* [DATA RECORDS]:
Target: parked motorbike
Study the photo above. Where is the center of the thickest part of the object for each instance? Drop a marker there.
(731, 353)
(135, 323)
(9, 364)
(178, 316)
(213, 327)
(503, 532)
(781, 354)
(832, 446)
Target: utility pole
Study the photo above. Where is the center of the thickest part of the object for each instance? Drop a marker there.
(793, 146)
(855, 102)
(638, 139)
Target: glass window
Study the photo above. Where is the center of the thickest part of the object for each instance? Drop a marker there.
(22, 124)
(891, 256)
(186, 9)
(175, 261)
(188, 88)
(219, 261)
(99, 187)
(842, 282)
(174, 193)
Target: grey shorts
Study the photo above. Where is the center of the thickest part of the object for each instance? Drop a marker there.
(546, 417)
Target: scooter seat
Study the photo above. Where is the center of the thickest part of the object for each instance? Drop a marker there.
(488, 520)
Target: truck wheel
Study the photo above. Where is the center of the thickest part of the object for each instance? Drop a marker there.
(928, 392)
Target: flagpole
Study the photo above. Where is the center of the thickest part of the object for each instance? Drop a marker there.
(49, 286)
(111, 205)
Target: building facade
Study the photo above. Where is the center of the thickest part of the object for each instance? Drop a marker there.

* [EXERCISE DIRECTIONS]: Rewrite all the entries above, changing every "Drop a marker there" to "Place a pin there" and keeping everything else the same.

* [REPLY]:
Target: parked motorbike
Study the photo above. Where is the center of the thickest part of the object for each instance? Place a pin there.
(731, 353)
(135, 323)
(9, 364)
(178, 316)
(213, 327)
(503, 532)
(781, 354)
(832, 446)
Target: utility pole
Study the photo above. Where is the center of the thickest part of the object for each instance? Place a pin there.
(793, 146)
(855, 102)
(638, 139)
Target: glass window
Study the photo above. Where is the center of the thickest part of the object for each instance? Place a pin there.
(22, 124)
(891, 256)
(186, 9)
(175, 261)
(188, 88)
(219, 261)
(99, 187)
(842, 282)
(174, 193)
Target: grey shorts
Study the photo above. Where is the center of the thickest part of the object for each instance? Place a pin there.
(546, 417)
Target: scooter seat
Study the photo above. Where is the center of the thickest part of the object for each instance? Place a pin there.
(488, 520)
Target: truck wheel
Study the photo above. Where is the center of the thickest part of the object for each instance? Place a pin there.
(928, 392)
Target: flagpole
Study the photo above. Where is the center of the thickest part of the object for each instance? Place a pin there.
(49, 286)
(111, 205)
Target: building facade
Study the photo above. Where is the center of the thickest part of the object for each instance? Place a pin there.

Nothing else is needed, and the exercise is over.